Data excerpts: Begin

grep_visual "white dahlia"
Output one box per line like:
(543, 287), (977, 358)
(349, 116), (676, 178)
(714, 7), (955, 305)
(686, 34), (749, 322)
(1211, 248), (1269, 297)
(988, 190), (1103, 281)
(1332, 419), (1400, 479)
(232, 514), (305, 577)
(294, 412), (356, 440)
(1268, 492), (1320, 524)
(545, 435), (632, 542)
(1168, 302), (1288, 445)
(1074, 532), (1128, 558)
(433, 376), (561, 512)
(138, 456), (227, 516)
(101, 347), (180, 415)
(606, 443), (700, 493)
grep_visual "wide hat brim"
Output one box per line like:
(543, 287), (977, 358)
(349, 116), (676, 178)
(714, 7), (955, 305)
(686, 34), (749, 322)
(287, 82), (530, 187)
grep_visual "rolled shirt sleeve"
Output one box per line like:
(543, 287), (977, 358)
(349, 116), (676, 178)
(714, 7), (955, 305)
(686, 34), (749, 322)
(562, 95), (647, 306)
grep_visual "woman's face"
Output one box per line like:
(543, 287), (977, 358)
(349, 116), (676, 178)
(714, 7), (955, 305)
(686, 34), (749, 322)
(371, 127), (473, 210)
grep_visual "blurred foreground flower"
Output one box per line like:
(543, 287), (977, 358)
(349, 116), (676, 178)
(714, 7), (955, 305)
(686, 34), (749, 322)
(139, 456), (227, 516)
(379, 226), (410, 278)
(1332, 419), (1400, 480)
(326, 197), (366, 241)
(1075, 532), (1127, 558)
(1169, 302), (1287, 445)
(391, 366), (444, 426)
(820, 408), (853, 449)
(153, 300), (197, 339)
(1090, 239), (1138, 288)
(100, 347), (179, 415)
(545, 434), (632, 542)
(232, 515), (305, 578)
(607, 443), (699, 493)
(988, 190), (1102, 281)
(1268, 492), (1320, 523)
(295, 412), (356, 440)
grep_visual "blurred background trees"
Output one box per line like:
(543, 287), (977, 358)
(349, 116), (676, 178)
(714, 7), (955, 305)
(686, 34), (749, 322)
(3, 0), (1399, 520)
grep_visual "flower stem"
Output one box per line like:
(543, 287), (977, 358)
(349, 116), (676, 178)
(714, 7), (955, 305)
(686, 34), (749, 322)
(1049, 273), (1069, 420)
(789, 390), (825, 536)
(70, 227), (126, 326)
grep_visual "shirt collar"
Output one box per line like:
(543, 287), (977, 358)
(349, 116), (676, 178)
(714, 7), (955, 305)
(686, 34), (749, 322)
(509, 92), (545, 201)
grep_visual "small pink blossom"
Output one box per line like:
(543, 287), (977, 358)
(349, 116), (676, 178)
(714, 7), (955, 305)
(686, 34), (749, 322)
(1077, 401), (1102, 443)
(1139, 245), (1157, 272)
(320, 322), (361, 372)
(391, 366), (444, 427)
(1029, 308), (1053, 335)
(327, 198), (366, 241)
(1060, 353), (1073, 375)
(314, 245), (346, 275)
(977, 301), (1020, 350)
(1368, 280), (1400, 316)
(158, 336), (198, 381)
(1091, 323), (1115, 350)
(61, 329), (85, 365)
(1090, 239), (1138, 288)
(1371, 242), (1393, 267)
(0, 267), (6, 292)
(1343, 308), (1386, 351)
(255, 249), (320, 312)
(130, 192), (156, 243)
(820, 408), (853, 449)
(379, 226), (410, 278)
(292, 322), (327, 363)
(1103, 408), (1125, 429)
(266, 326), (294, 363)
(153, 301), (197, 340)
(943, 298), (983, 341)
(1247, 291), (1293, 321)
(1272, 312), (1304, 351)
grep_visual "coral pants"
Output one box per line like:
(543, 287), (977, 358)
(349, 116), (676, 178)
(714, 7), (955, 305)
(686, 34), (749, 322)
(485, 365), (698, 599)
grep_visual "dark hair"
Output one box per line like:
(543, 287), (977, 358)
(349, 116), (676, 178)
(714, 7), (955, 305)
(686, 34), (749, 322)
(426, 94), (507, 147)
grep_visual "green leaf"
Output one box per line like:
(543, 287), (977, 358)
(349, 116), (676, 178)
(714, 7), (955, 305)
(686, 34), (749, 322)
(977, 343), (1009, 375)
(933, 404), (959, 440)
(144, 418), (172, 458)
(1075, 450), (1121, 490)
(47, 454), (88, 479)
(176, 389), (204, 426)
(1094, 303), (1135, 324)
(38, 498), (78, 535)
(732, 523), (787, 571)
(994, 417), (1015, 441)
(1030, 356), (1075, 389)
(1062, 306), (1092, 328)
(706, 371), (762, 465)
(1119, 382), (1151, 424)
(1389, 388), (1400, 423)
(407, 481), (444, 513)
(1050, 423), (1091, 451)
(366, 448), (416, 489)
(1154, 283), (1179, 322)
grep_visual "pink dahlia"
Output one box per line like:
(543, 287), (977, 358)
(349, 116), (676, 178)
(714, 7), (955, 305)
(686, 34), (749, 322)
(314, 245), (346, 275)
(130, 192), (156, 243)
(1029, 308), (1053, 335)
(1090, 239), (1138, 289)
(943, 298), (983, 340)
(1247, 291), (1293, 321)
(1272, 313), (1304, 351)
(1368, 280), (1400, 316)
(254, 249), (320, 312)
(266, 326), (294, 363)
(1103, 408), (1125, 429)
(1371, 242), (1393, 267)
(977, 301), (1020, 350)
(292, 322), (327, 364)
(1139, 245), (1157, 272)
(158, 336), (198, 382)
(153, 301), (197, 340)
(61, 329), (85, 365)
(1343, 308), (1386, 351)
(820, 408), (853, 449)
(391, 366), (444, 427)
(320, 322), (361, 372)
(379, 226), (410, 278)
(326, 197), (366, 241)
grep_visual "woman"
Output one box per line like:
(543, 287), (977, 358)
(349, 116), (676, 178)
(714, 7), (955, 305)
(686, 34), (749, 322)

Data excerpts: End

— Task item —
Wherever the string "shirt" appears in the entries above, list that line.

— Exercise output —
grep_visual "rolled shirt sleeve"
grep_visual "shirt collar"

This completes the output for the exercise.